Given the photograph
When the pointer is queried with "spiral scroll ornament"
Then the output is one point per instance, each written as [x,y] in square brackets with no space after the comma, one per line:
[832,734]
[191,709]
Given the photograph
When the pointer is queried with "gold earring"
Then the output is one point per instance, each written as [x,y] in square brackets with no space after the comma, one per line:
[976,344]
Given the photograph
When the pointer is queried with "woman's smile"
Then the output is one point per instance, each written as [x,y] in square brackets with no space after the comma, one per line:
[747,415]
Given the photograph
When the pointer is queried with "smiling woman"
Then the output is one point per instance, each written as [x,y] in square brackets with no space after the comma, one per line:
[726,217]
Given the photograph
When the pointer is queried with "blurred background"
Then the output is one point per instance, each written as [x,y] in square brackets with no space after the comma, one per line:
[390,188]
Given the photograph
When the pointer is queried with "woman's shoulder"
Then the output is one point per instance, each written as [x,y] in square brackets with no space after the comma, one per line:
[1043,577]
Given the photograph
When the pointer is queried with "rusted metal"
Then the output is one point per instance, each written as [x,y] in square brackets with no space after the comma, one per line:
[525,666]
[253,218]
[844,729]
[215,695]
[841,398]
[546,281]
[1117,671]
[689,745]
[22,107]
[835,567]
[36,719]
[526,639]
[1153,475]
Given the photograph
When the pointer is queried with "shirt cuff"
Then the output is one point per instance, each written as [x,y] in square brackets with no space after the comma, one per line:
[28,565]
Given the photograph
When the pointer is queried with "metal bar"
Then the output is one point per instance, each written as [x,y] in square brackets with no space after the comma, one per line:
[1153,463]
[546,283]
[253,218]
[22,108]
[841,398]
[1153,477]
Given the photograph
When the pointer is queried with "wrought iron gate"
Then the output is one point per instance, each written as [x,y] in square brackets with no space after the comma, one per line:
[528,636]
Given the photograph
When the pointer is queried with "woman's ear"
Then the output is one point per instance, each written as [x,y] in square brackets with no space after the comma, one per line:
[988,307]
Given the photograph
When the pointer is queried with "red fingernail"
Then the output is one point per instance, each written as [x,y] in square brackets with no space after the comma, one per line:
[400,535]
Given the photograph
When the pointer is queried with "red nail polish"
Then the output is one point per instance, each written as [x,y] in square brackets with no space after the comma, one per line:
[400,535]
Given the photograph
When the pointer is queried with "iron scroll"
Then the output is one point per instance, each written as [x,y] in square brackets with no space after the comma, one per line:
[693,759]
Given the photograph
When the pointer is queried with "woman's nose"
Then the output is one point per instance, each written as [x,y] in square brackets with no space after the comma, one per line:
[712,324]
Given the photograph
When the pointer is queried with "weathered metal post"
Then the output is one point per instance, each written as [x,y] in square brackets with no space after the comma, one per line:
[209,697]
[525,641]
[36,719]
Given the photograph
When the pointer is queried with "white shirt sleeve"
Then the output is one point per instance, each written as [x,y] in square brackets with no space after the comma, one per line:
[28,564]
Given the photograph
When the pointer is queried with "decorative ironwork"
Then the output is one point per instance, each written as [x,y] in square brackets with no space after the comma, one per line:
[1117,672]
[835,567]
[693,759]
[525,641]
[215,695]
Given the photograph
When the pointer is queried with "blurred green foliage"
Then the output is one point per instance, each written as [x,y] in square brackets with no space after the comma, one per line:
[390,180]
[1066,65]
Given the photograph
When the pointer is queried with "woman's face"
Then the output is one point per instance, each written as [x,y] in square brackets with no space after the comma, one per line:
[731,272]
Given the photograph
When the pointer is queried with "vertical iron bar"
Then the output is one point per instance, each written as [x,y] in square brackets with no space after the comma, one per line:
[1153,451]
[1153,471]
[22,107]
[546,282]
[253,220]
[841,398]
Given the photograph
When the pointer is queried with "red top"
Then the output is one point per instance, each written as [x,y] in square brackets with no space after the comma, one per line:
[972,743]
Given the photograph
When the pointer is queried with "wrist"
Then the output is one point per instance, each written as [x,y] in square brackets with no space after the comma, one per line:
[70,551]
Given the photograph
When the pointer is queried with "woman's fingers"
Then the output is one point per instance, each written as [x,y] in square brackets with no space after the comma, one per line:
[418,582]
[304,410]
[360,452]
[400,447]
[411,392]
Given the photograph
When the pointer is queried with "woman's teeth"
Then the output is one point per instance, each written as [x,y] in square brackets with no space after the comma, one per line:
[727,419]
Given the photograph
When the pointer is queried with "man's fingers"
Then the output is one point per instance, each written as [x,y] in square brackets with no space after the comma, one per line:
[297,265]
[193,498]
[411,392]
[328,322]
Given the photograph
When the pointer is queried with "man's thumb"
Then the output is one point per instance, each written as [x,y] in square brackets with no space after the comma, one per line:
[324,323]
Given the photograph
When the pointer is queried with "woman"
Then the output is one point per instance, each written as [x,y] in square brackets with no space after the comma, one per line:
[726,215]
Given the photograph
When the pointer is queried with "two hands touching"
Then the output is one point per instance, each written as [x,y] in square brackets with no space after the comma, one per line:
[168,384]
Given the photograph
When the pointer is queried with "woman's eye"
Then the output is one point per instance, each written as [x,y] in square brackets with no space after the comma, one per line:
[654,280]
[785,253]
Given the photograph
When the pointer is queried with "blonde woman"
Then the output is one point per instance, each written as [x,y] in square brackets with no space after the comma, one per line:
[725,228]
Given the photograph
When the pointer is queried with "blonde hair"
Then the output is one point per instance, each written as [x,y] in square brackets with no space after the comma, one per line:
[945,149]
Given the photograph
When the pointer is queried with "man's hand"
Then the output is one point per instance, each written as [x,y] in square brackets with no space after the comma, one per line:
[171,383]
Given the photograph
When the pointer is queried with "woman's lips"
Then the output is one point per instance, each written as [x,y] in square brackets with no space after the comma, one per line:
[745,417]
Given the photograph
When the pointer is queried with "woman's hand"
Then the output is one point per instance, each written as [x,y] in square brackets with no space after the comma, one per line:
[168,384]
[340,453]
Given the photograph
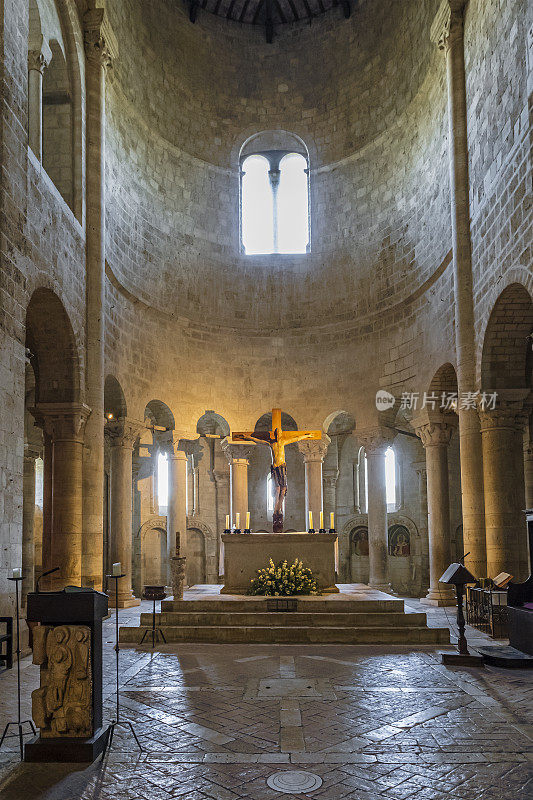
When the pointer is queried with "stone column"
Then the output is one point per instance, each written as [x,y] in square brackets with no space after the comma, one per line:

* * * * * * *

## Work task
Reproduce every line from the entries that holds the word "blurred".

## Solved exercise
When the pointer is queried with "blurred background"
When the pointer is queried with "blurred green foliage"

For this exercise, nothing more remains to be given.